◆ The exercise:
Please print all of the material below, word for word.

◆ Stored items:
-------------------------
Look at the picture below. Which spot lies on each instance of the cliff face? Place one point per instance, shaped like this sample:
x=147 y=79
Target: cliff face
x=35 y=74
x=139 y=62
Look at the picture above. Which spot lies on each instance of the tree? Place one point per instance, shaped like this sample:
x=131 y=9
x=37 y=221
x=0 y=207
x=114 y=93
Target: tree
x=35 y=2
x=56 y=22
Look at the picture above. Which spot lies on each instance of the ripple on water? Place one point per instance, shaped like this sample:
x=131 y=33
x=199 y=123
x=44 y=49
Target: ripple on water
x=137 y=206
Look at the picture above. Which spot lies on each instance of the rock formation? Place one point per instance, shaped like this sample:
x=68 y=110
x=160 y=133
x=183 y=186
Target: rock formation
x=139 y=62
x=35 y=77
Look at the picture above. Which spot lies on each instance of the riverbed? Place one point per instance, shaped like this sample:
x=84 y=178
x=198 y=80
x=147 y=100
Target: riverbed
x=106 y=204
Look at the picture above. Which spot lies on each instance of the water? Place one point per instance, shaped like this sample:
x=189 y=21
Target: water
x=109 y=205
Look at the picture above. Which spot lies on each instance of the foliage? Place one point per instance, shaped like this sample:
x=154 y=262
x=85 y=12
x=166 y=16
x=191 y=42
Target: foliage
-------------------------
◆ Completed exercise:
Look at the picture below. Which spot lies on each instance of the cliff face? Place one point per instance, shaped like this sample:
x=147 y=79
Target: cliff face
x=35 y=74
x=139 y=62
Look at the picture above. Which spot lies on each instance of the tree? Place one point per instance, shaped like this sample:
x=131 y=9
x=37 y=221
x=0 y=207
x=114 y=93
Target: tree
x=35 y=2
x=56 y=22
Look at the picture above. Which spot lies on each instance of the ripple on water? Place one point per instance, shaped like this sample:
x=131 y=33
x=199 y=123
x=44 y=49
Target: ripple on water
x=137 y=206
Look at the picture above. Which spot lies on each instance of the rock formation? Place one point per instance, shaped like this sample:
x=68 y=110
x=160 y=133
x=183 y=186
Target: rock formation
x=139 y=62
x=35 y=77
Look at the picture above. Which spot lies on each instance of the riverbed? Place one point per instance, shaped like this sample:
x=84 y=178
x=198 y=80
x=147 y=100
Target: riverbed
x=106 y=204
Look at the picture above. Which spot lies on each instance of the water? Place one point per instance, shaped like this sample:
x=189 y=21
Target: water
x=109 y=205
Look at the picture above. Which spot lies on each instance of the foliage? Place one point per instance, shaped like this sample:
x=154 y=262
x=85 y=12
x=166 y=16
x=191 y=42
Target: foliage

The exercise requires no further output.